DATA EXCERPTS:
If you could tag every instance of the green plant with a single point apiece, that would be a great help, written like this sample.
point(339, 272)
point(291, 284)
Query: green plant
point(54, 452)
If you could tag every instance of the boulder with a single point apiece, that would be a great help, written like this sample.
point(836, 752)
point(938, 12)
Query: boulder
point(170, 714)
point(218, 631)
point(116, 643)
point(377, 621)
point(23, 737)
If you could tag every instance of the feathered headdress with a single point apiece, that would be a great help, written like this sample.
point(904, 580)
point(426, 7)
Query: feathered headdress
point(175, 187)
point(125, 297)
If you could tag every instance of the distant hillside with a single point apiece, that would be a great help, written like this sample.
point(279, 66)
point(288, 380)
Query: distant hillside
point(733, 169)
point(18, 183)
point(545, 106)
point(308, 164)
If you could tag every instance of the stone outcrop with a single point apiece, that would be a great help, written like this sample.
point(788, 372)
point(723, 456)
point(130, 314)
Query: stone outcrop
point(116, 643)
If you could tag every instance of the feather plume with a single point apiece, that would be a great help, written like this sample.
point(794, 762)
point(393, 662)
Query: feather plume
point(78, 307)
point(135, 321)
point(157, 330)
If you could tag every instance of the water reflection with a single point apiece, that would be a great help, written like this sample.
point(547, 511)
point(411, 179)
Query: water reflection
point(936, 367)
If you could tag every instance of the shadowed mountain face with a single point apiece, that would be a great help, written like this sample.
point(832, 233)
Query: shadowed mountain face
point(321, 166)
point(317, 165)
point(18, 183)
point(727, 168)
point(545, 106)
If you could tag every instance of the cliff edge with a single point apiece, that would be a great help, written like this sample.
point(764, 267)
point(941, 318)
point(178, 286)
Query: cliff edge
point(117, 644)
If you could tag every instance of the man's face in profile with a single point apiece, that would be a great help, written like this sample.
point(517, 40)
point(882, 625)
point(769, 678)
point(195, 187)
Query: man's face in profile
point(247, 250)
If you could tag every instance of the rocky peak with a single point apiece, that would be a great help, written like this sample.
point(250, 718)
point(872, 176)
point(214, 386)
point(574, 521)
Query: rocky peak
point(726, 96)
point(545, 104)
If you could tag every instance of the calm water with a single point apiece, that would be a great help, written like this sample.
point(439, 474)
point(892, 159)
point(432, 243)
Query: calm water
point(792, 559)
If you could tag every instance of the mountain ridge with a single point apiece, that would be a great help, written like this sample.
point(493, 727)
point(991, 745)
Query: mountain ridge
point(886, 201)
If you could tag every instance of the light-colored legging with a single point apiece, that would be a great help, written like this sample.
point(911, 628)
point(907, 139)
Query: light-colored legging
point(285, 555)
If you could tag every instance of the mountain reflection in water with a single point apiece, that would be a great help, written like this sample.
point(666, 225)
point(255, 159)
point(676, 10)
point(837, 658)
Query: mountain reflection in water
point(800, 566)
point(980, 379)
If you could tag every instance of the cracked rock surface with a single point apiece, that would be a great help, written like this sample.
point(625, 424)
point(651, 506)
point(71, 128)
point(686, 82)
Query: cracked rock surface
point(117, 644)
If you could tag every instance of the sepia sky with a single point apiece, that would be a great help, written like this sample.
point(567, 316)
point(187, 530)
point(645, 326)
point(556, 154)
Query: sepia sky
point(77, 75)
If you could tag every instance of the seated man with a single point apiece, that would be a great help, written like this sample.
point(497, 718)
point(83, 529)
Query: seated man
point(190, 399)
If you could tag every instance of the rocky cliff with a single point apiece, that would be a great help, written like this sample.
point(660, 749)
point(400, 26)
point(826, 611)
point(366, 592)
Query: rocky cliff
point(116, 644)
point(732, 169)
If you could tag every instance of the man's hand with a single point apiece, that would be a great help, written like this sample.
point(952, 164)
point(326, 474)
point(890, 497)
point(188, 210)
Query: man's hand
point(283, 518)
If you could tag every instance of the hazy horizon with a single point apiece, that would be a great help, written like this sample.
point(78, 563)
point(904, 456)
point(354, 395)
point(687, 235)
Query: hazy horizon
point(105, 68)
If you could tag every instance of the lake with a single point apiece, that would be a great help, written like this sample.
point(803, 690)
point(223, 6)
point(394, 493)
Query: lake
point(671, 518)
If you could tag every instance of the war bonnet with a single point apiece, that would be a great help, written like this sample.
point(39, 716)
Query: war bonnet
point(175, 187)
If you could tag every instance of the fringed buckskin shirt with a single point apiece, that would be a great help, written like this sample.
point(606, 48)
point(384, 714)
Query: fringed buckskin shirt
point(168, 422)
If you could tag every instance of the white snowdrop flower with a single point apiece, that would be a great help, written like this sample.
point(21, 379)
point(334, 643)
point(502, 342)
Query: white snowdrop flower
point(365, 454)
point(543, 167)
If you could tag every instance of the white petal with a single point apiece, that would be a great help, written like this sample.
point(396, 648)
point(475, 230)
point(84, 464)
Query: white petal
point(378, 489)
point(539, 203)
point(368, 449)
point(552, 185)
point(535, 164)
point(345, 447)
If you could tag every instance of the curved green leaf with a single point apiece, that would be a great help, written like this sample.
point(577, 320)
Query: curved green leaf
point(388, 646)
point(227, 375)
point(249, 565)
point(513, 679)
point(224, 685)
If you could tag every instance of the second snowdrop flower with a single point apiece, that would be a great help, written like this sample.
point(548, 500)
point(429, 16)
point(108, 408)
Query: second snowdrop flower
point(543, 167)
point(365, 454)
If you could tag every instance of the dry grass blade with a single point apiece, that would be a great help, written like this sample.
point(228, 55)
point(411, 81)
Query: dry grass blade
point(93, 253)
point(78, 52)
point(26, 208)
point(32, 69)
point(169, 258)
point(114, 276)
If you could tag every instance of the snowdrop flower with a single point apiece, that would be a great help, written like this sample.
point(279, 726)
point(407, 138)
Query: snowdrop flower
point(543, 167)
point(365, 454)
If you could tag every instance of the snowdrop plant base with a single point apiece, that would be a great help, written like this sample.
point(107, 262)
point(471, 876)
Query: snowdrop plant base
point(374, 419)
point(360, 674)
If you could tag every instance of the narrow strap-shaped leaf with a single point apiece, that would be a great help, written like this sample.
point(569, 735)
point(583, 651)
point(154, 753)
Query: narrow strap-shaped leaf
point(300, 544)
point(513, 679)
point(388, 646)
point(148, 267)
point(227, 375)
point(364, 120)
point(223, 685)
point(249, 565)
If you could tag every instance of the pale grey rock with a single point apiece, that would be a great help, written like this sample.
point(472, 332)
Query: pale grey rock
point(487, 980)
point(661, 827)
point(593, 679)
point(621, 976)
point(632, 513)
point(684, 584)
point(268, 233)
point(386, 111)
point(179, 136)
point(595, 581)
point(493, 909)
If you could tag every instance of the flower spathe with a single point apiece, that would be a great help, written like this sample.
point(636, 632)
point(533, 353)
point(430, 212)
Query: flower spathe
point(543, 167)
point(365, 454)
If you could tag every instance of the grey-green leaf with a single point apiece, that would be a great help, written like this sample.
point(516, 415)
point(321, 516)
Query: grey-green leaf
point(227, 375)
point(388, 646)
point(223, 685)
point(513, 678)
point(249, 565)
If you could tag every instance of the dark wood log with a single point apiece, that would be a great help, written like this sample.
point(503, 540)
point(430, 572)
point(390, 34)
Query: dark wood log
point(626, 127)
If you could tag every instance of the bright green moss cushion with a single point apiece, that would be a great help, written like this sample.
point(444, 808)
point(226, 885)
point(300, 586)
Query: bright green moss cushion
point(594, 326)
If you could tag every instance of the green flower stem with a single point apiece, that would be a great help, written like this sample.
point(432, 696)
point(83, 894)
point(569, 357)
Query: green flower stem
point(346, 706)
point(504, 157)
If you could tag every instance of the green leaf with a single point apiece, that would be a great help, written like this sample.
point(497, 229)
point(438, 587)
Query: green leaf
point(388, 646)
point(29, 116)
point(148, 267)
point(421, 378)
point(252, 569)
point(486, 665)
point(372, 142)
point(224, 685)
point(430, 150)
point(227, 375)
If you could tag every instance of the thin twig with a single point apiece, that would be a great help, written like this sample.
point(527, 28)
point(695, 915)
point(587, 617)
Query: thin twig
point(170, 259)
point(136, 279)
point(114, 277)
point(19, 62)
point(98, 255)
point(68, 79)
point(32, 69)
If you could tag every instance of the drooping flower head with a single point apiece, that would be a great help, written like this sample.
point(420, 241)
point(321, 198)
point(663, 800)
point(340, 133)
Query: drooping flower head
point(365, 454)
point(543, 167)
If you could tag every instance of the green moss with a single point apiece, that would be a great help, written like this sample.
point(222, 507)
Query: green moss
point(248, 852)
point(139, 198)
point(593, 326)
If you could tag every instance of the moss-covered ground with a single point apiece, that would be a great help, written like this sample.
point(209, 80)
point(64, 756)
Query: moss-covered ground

ACTION ITEM: Find every line above where the word "covered" occurs, and copy that line.

THE ANSWER:
If you could tag every instance of the moss-covered ground with a single point apiece, that would be a great help, written like this sample.
Query: moss-covered ground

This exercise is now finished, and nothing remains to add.